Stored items
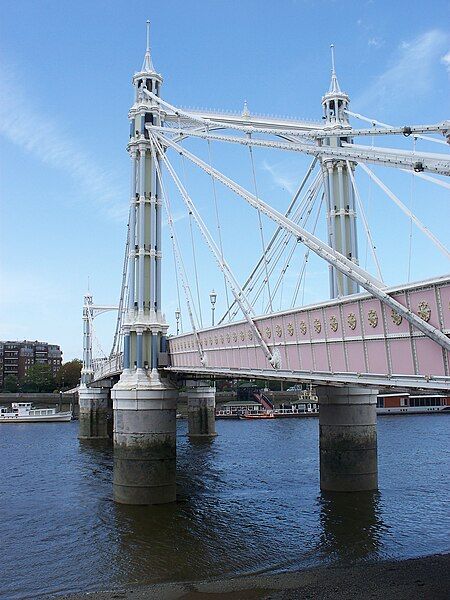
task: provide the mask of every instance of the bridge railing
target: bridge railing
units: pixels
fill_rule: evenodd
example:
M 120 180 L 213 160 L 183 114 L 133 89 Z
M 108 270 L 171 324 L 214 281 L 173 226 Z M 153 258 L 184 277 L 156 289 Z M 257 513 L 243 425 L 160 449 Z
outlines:
M 123 368 L 123 354 L 115 354 L 110 358 L 97 359 L 94 361 L 94 381 L 106 379 L 112 375 L 121 373 Z

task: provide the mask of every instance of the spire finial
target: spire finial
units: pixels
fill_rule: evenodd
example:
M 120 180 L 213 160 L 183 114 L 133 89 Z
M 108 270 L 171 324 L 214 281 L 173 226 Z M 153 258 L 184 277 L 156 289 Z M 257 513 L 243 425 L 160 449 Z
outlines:
M 331 50 L 331 83 L 330 83 L 330 89 L 328 90 L 328 93 L 340 94 L 341 88 L 339 87 L 339 82 L 336 77 L 336 65 L 334 62 L 334 44 L 330 44 L 330 50 Z
M 145 50 L 144 62 L 142 63 L 142 71 L 144 73 L 154 73 L 155 68 L 150 56 L 150 21 L 147 19 L 147 49 Z
M 147 23 L 148 23 L 148 21 L 147 21 Z M 334 44 L 330 45 L 330 49 L 331 49 L 331 74 L 336 75 L 336 69 L 335 69 L 335 65 L 334 65 Z

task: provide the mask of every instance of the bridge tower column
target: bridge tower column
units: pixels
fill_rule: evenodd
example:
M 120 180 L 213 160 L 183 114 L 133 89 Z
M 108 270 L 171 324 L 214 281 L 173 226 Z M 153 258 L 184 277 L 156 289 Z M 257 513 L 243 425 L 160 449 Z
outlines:
M 187 410 L 188 436 L 191 439 L 207 439 L 216 433 L 216 388 L 209 381 L 188 380 Z
M 93 299 L 90 293 L 84 296 L 83 305 L 83 366 L 78 389 L 80 407 L 78 438 L 80 440 L 105 440 L 110 437 L 111 402 L 110 390 L 92 387 L 94 366 L 92 361 Z
M 133 76 L 128 150 L 132 160 L 128 305 L 123 318 L 124 364 L 112 389 L 114 499 L 122 504 L 163 504 L 176 499 L 177 389 L 158 370 L 166 356 L 168 325 L 161 310 L 162 197 L 146 126 L 161 125 L 157 102 L 162 77 L 147 50 Z
M 318 388 L 322 490 L 378 488 L 377 393 L 352 386 Z
M 345 128 L 350 127 L 346 110 L 349 97 L 341 91 L 334 66 L 334 49 L 332 49 L 331 84 L 322 98 L 325 130 L 330 136 L 322 141 L 322 145 L 338 148 L 350 142 Z M 354 163 L 349 163 L 354 169 Z M 328 244 L 337 252 L 358 264 L 358 241 L 356 230 L 355 197 L 346 161 L 322 159 L 322 174 L 327 206 Z M 331 265 L 330 296 L 347 296 L 356 294 L 359 286 Z

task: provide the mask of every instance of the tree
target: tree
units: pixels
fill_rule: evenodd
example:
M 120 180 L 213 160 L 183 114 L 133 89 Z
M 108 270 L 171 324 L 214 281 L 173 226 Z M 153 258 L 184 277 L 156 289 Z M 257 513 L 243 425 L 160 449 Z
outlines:
M 4 392 L 18 392 L 19 380 L 15 375 L 7 375 L 3 381 Z
M 61 365 L 59 371 L 56 373 L 55 383 L 59 390 L 67 389 L 70 390 L 78 385 L 81 377 L 81 367 L 83 363 L 78 358 L 69 360 L 69 362 Z
M 25 375 L 23 390 L 26 392 L 53 392 L 55 380 L 50 365 L 31 365 Z

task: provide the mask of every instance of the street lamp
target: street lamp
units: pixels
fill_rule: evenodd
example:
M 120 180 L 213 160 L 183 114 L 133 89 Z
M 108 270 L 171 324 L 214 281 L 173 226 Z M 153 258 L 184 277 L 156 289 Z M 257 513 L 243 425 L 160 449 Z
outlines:
M 216 308 L 215 304 L 216 304 L 216 300 L 217 300 L 217 294 L 214 290 L 212 292 L 210 292 L 209 299 L 211 301 L 211 324 L 214 327 L 214 310 Z
M 181 312 L 180 312 L 180 309 L 177 308 L 177 310 L 175 311 L 175 319 L 177 321 L 177 335 L 180 333 L 180 317 L 181 317 Z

**WORK ITEM**:
Because the pictures are not wanted, retype only the text of every record, exactly as given.

**OUTPUT FOR THIS EXERCISE**:
task: provide the mask of every instance of the bridge railing
target: bridge railing
units: pixels
fill_rule: evenodd
example:
M 120 180 L 213 160 L 183 114 L 133 89 Z
M 108 270 L 171 324 L 214 281 L 173 226 Z M 153 258 L 184 277 L 156 289 Z M 257 513 L 243 425 L 160 449 Z
outlines:
M 123 368 L 123 354 L 115 354 L 110 358 L 97 359 L 94 361 L 94 381 L 106 379 L 112 375 L 121 373 Z

task: provide the mask of every instance of the spire finial
target: spire finial
units: pixels
fill_rule: evenodd
example:
M 120 180 L 213 160 L 183 114 L 133 89 Z
M 108 270 L 171 324 L 214 281 L 173 226 Z M 153 258 L 184 277 L 156 289 Z M 257 513 L 243 425 L 160 449 Z
outlines:
M 331 50 L 331 83 L 330 83 L 330 89 L 328 90 L 328 93 L 340 94 L 341 88 L 339 87 L 339 82 L 336 77 L 336 65 L 334 62 L 334 44 L 330 44 L 330 50 Z
M 145 50 L 144 62 L 142 63 L 142 71 L 144 73 L 154 73 L 155 68 L 150 56 L 150 21 L 147 19 L 147 49 Z
M 147 23 L 148 23 L 148 21 L 147 21 Z M 334 44 L 330 45 L 330 49 L 331 49 L 331 74 L 336 75 L 336 69 L 335 69 L 335 65 L 334 65 Z

task: provide the mask of every instance of the bridge tower column
target: bridge tower column
units: pixels
fill_rule: evenodd
example:
M 120 180 L 213 160 L 183 114 L 133 89 Z
M 108 270 L 171 324 L 214 281 L 173 226 Z M 153 258 L 184 277 L 156 289 Z M 257 513 L 243 425 L 160 449 Z
outlines:
M 187 410 L 188 436 L 191 439 L 207 439 L 216 433 L 216 388 L 209 381 L 188 380 Z
M 93 299 L 90 293 L 84 296 L 83 305 L 83 366 L 78 389 L 80 407 L 78 438 L 80 440 L 105 440 L 110 437 L 111 402 L 110 390 L 92 387 L 94 366 L 92 361 Z
M 133 76 L 128 150 L 132 160 L 128 305 L 123 318 L 124 364 L 112 389 L 114 499 L 122 504 L 163 504 L 176 499 L 177 389 L 158 370 L 166 356 L 168 325 L 161 310 L 162 197 L 146 126 L 161 125 L 157 102 L 162 77 L 147 50 Z
M 318 388 L 322 490 L 378 488 L 377 393 L 352 386 Z
M 345 128 L 350 127 L 346 110 L 349 97 L 341 91 L 334 66 L 334 49 L 332 49 L 331 84 L 322 98 L 325 130 L 330 136 L 322 141 L 322 145 L 338 148 L 350 142 Z M 354 163 L 349 163 L 354 169 Z M 328 244 L 337 252 L 358 264 L 358 241 L 356 230 L 355 197 L 346 161 L 322 159 L 322 174 L 327 206 Z M 331 265 L 330 296 L 347 296 L 356 294 L 359 286 Z

task: provide the mask of every instance of the tree
target: tree
units: pixels
fill_rule: evenodd
example:
M 120 180 L 213 160 L 183 114 L 133 89 Z
M 108 270 L 171 324 L 214 281 L 173 226 Z M 153 258 L 184 277 L 156 289 Z M 257 513 L 243 425 L 160 449 Z
outlines:
M 4 392 L 18 392 L 19 380 L 15 375 L 7 375 L 3 381 Z
M 61 365 L 59 371 L 56 373 L 55 383 L 59 390 L 67 389 L 70 390 L 78 385 L 81 377 L 81 367 L 83 363 L 78 358 L 69 360 L 69 362 Z
M 25 375 L 23 390 L 26 392 L 53 392 L 55 380 L 50 365 L 31 365 Z

task: provide the mask of every instance of the street lamp
target: street lamp
units: pixels
fill_rule: evenodd
example:
M 120 180 L 213 160 L 183 114 L 133 89 Z
M 108 270 L 171 324 L 214 281 L 173 226 Z M 153 258 L 184 277 L 156 289 Z M 257 513 L 243 425 L 160 449 Z
outlines:
M 216 308 L 215 304 L 216 304 L 216 300 L 217 300 L 217 294 L 214 290 L 212 292 L 210 292 L 209 299 L 211 301 L 211 324 L 214 327 L 214 310 Z
M 181 312 L 180 312 L 180 309 L 177 308 L 177 310 L 175 311 L 175 319 L 177 321 L 177 335 L 180 333 L 180 317 L 181 317 Z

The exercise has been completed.